■ INSTRUCTIONS TO FOLLOW ■
Copy all of the material below word for word, but leave out the pictures.

## start DATA FOR THIS TASK

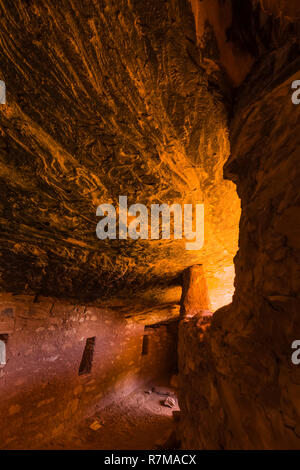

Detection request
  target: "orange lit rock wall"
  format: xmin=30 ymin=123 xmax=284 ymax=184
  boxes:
xmin=179 ymin=27 xmax=300 ymax=449
xmin=0 ymin=294 xmax=176 ymax=449
xmin=0 ymin=0 xmax=240 ymax=310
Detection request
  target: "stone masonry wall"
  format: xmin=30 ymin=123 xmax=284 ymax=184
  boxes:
xmin=0 ymin=294 xmax=176 ymax=449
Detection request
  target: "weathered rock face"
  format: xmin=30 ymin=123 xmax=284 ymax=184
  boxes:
xmin=0 ymin=0 xmax=240 ymax=308
xmin=179 ymin=2 xmax=300 ymax=449
xmin=0 ymin=294 xmax=177 ymax=449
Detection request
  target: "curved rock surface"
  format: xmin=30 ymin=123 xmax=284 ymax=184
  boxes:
xmin=0 ymin=0 xmax=239 ymax=309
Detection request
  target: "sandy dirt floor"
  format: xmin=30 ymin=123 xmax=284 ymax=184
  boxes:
xmin=44 ymin=382 xmax=179 ymax=450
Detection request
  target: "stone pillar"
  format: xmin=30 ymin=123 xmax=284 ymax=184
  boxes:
xmin=180 ymin=264 xmax=210 ymax=318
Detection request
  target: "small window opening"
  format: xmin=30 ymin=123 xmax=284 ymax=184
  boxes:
xmin=0 ymin=335 xmax=8 ymax=367
xmin=142 ymin=335 xmax=149 ymax=356
xmin=78 ymin=336 xmax=96 ymax=375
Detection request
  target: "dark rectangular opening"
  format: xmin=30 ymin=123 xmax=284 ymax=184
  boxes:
xmin=142 ymin=335 xmax=149 ymax=356
xmin=78 ymin=336 xmax=96 ymax=375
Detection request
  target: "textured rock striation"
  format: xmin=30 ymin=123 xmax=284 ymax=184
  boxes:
xmin=179 ymin=2 xmax=300 ymax=449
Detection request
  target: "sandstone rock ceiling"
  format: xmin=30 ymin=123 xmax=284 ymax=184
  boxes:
xmin=0 ymin=0 xmax=239 ymax=307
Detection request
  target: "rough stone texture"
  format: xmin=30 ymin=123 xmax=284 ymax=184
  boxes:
xmin=180 ymin=265 xmax=210 ymax=318
xmin=179 ymin=4 xmax=300 ymax=449
xmin=0 ymin=0 xmax=240 ymax=308
xmin=0 ymin=294 xmax=177 ymax=449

## end DATA FOR THIS TASK

■ REPLY ■
Detection request
  target: "orange lit rock wall"
  format: xmin=30 ymin=123 xmax=284 ymax=184
  boxes:
xmin=179 ymin=27 xmax=300 ymax=449
xmin=0 ymin=294 xmax=176 ymax=449
xmin=0 ymin=0 xmax=240 ymax=310
Detection request
  target: "stone masonry wall"
  format: xmin=30 ymin=123 xmax=284 ymax=184
  boxes:
xmin=0 ymin=294 xmax=176 ymax=449
Detection request
  target: "weathered rock face"
  format: xmin=30 ymin=123 xmax=284 ymax=184
  boxes:
xmin=0 ymin=0 xmax=240 ymax=308
xmin=179 ymin=2 xmax=300 ymax=449
xmin=0 ymin=294 xmax=177 ymax=449
Detection request
  target: "curved rock surface"
  format: xmin=30 ymin=123 xmax=284 ymax=184
  boxes:
xmin=0 ymin=0 xmax=239 ymax=309
Detection request
  target: "sandy dirt floor"
  format: xmin=30 ymin=123 xmax=284 ymax=184
  boxes:
xmin=44 ymin=382 xmax=179 ymax=450
Detection request
  target: "stone pillar"
  format: xmin=30 ymin=123 xmax=284 ymax=184
  boxes:
xmin=180 ymin=264 xmax=210 ymax=318
Detection request
  target: "small window opening"
  format: xmin=30 ymin=123 xmax=284 ymax=184
  boxes:
xmin=0 ymin=335 xmax=8 ymax=367
xmin=142 ymin=335 xmax=149 ymax=356
xmin=78 ymin=336 xmax=96 ymax=375
Detection request
  target: "dark rectangular opening"
  format: xmin=30 ymin=123 xmax=284 ymax=184
  boxes:
xmin=142 ymin=335 xmax=149 ymax=356
xmin=78 ymin=336 xmax=96 ymax=375
Detection request
  target: "textured rock striation"
  format: xmin=30 ymin=123 xmax=284 ymax=184
  boxes:
xmin=179 ymin=2 xmax=300 ymax=449
Detection request
  target: "sandstone rock ceiling"
  format: xmin=30 ymin=123 xmax=284 ymax=184
  boxes:
xmin=0 ymin=0 xmax=239 ymax=307
Detection request
  target: "rough stone texture"
  format: xmin=30 ymin=123 xmax=284 ymax=184
  boxes:
xmin=180 ymin=265 xmax=210 ymax=318
xmin=179 ymin=4 xmax=300 ymax=449
xmin=0 ymin=0 xmax=240 ymax=308
xmin=0 ymin=294 xmax=177 ymax=449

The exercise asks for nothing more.